What the exercise asks
Starting with the line that has "Could you point to the black office" in it, repeat every line through the last one, word for word, and give nothing more.

Dataset rows

▽

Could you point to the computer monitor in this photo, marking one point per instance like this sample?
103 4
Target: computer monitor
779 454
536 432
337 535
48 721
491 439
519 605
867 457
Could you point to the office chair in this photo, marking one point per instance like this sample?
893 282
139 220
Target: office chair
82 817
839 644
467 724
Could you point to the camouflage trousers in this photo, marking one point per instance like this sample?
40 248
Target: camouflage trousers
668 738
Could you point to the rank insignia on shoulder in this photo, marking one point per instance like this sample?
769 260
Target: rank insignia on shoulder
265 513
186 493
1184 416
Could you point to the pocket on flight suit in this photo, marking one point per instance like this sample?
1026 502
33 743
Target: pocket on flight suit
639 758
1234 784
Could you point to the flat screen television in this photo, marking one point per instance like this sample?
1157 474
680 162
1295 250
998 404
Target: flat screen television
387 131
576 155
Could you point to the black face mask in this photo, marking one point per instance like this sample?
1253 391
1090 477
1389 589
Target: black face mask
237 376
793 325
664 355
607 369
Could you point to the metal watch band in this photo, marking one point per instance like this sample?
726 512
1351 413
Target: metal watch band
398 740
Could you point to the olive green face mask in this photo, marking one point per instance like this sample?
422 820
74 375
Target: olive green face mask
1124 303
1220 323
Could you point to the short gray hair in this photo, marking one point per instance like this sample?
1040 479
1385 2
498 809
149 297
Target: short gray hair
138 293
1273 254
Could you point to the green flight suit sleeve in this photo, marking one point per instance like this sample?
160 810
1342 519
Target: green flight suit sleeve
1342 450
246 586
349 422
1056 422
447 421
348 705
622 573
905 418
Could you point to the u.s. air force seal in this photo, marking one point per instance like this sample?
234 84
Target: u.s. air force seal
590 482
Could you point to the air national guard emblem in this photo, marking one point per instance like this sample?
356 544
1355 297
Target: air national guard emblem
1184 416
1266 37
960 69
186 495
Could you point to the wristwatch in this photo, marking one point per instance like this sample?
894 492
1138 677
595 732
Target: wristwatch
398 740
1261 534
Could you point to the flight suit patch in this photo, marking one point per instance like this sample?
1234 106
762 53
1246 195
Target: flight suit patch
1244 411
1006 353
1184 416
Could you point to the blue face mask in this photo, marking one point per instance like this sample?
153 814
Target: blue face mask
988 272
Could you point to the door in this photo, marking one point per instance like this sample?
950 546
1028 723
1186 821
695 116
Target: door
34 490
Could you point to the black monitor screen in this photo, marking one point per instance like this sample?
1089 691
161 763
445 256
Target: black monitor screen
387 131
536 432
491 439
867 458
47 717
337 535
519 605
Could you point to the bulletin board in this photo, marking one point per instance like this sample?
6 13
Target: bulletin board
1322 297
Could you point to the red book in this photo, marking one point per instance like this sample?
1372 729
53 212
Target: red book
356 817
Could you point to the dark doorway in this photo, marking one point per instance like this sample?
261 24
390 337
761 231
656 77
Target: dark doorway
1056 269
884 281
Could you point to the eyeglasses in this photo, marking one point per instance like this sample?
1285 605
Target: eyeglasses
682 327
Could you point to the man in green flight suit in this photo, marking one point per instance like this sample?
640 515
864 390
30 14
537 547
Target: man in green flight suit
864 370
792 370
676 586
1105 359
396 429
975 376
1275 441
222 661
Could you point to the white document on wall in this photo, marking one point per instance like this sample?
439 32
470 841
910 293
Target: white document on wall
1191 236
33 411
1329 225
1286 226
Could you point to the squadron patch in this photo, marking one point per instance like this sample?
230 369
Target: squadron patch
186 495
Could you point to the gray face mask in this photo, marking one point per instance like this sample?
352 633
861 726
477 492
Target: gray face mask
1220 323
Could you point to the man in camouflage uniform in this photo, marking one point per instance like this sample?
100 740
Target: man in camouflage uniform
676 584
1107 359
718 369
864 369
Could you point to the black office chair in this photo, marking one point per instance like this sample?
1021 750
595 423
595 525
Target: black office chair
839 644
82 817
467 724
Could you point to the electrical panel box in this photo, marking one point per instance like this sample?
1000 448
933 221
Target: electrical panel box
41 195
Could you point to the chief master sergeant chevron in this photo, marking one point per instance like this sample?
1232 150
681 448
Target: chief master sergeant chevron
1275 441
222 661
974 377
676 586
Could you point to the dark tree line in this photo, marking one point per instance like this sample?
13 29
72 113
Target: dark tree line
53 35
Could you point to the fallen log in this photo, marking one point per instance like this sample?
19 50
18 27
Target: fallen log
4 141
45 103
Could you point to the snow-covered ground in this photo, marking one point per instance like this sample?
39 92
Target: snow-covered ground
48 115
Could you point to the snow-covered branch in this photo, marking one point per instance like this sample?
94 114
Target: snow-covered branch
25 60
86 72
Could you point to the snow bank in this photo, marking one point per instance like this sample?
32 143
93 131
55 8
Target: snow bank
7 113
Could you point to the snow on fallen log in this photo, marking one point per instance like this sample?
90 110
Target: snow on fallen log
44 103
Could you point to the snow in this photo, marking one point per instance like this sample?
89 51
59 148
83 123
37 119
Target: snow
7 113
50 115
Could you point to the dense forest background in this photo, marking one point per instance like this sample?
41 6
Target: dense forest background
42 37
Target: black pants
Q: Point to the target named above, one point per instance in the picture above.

△

Solution below
Could you point to the black office chair in this photo, marking one point per instance like this sample?
1021 750
595 423
595 525
Target: black office chair
839 644
82 817
467 724
Could you point to the electrical panel box in this photo, marking one point per instance like this sample?
1000 448
933 221
Target: electrical panel box
41 195
Could you point to the chief master sergeant chevron in this photo, marking one point per instance like this sample?
1232 150
681 448
Target: chief master sergeant chevron
1275 441
222 661
974 377
676 586
Could you point to the dark tree line in this photo, marking one point per instance like this sample?
13 29
72 113
Target: dark tree line
53 35
Could you point to the fallen log in this photo, marking one point per instance like this sample?
19 50
18 27
Target: fallen log
4 141
45 103
Could you point to the snow-covered ground in this photo, marking one point per instance like this sample?
39 92
Target: snow-covered ground
48 115
Could you point to the snow-covered branch in this photo, marking one point per instance like this sample?
94 114
Target: snow-covered branch
25 60
86 72
Could you point to the snow bank in this photo, marking one point per instance like this sample?
32 143
93 131
55 8
Target: snow bank
7 113
Could you point to the snow on fallen log in this photo, marking one point per instance like this sample?
90 110
Target: snow on fallen log
44 103
Could you point to the snow in this photo, marking one point per instance like this sample?
89 51
59 148
83 123
37 119
Target: snow
7 113
50 115
Could you point to the dense forest background in this photo, marking one point per instance like this sample?
41 6
Target: dense forest background
42 37
Target: black pants
Q: Point to the target named above, one point per instance in the picture above.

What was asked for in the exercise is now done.